TASK TO CARRY OUT: Rewrite the lines beginning at the one that contains "Exercise. Mark the woman in mint" and ending after the one that contains "pixel 207 98", substituting "man's nose" for "man's ear" and leaving everything else unchanged.

EXTRACTED RECORDS:
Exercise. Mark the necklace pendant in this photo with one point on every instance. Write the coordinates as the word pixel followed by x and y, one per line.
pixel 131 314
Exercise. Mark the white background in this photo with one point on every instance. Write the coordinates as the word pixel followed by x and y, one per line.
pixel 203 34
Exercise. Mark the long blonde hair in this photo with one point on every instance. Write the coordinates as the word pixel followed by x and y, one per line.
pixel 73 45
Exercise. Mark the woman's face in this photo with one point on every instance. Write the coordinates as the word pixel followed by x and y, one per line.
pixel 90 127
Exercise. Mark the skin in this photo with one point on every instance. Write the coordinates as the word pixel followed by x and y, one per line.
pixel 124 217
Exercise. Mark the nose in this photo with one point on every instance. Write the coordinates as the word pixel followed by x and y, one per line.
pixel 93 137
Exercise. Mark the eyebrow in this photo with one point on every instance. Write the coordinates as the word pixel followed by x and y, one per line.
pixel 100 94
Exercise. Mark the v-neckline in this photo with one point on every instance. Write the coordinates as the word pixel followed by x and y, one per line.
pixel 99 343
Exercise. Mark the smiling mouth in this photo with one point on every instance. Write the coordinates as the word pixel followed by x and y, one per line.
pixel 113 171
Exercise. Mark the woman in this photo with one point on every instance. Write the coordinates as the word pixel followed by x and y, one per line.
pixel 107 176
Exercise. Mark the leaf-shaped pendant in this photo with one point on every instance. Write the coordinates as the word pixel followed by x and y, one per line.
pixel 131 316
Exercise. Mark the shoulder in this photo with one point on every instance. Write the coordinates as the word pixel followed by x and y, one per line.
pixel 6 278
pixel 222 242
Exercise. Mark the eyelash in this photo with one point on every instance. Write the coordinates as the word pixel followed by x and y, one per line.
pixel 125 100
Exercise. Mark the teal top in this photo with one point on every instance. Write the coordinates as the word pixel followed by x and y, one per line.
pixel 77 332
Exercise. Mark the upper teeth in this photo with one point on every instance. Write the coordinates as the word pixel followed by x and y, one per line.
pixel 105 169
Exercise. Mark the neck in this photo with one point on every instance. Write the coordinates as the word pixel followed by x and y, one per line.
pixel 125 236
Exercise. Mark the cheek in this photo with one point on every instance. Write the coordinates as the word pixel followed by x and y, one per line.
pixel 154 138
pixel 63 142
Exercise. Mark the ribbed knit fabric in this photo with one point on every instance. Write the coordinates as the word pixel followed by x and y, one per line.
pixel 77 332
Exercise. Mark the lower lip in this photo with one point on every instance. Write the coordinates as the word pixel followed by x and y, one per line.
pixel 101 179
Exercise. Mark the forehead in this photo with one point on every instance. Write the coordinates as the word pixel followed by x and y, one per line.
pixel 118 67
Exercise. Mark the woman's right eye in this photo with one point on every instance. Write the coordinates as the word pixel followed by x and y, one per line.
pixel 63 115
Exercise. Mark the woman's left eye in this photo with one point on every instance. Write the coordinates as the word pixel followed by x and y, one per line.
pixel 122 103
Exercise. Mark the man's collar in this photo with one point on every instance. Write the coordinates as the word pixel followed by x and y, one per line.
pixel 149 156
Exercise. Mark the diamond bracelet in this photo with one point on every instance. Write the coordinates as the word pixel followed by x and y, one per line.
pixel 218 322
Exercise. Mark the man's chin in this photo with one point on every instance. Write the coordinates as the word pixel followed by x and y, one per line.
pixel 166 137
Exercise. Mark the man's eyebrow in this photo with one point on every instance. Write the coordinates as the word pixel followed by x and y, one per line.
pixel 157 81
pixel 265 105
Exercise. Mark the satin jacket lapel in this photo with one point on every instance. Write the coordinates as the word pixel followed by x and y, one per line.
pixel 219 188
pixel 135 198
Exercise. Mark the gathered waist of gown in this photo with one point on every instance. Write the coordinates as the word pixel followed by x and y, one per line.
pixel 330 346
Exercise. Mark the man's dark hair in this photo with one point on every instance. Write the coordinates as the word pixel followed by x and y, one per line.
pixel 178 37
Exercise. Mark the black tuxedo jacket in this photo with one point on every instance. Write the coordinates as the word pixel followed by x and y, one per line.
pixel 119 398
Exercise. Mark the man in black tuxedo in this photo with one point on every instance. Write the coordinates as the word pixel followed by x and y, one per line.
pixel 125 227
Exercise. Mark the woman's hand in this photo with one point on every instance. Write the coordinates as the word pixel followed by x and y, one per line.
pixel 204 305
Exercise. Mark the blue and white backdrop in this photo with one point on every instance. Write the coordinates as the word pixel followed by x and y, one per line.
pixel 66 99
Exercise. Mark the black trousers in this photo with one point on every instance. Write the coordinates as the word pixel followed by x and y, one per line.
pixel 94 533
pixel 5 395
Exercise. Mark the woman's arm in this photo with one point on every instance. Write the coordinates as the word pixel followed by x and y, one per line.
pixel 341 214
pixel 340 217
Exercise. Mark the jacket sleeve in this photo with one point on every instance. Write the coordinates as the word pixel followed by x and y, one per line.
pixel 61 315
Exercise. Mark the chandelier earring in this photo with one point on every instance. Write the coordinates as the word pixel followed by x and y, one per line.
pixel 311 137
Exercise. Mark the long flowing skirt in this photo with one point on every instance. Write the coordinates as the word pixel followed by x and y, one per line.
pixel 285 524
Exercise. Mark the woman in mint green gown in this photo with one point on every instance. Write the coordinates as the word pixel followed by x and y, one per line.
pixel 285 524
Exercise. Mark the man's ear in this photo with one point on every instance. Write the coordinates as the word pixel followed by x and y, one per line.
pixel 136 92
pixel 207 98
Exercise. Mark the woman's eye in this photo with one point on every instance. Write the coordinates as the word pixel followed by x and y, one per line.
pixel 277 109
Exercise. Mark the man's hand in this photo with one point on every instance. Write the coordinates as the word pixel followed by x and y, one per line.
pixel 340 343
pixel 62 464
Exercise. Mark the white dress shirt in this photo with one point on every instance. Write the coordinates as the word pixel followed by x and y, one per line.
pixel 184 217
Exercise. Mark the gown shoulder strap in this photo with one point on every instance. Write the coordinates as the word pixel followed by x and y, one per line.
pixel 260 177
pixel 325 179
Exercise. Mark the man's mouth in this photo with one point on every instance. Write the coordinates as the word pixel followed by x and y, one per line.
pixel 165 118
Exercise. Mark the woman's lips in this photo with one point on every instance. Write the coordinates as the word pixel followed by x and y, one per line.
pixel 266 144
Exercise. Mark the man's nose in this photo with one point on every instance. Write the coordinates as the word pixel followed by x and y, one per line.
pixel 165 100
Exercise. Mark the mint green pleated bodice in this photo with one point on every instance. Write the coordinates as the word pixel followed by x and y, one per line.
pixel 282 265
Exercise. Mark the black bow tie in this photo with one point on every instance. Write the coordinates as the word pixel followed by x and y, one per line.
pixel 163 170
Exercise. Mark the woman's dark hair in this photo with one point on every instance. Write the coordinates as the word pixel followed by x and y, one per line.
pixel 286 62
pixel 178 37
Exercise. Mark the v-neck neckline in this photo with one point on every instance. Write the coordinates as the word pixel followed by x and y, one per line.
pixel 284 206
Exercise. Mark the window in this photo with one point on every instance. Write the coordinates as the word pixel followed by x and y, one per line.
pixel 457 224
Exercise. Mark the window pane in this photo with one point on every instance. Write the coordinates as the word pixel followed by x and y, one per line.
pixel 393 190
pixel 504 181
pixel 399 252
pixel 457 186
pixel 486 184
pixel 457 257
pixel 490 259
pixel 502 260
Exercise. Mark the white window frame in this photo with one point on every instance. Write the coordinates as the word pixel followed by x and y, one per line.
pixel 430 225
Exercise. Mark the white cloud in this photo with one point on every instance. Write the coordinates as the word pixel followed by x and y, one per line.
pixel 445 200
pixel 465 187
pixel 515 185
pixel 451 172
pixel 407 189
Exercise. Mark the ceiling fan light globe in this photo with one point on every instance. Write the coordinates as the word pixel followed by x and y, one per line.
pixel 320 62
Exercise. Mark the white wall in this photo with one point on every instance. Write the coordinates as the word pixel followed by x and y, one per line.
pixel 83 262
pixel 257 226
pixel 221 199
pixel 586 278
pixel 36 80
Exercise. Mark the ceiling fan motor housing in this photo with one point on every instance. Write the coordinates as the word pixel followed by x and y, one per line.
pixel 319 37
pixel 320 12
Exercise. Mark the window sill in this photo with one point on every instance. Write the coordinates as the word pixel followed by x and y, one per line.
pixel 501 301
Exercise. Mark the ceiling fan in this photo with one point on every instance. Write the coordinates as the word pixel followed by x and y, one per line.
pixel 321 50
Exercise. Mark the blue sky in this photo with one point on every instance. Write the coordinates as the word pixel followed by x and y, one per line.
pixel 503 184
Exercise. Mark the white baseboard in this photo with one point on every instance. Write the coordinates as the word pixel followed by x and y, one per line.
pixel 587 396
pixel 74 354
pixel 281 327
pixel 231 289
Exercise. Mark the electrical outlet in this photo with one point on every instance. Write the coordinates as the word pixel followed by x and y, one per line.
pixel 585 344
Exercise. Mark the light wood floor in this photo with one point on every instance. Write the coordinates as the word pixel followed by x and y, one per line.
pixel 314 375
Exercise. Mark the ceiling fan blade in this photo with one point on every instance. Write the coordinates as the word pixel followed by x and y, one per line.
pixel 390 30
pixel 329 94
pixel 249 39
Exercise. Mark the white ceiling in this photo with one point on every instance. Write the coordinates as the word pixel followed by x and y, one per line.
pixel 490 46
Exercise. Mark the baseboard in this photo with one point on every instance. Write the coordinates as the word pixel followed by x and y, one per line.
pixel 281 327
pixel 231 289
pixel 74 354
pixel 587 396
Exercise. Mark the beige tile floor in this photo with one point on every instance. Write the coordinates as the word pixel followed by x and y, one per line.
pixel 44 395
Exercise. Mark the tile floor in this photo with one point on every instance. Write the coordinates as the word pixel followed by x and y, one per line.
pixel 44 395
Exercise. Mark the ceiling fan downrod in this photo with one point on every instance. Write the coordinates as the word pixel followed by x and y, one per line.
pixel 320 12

RIGHT ANSWER:
Exercise. Mark the woman in mint green gown in this photo with one point on every instance. Write the coordinates as the word pixel followed by x and y, one per line.
pixel 285 524
Exercise. Mark the man's nose in this photo with one point on every instance. Write the coordinates as the word pixel followed by x and y, one per line.
pixel 136 92
pixel 207 98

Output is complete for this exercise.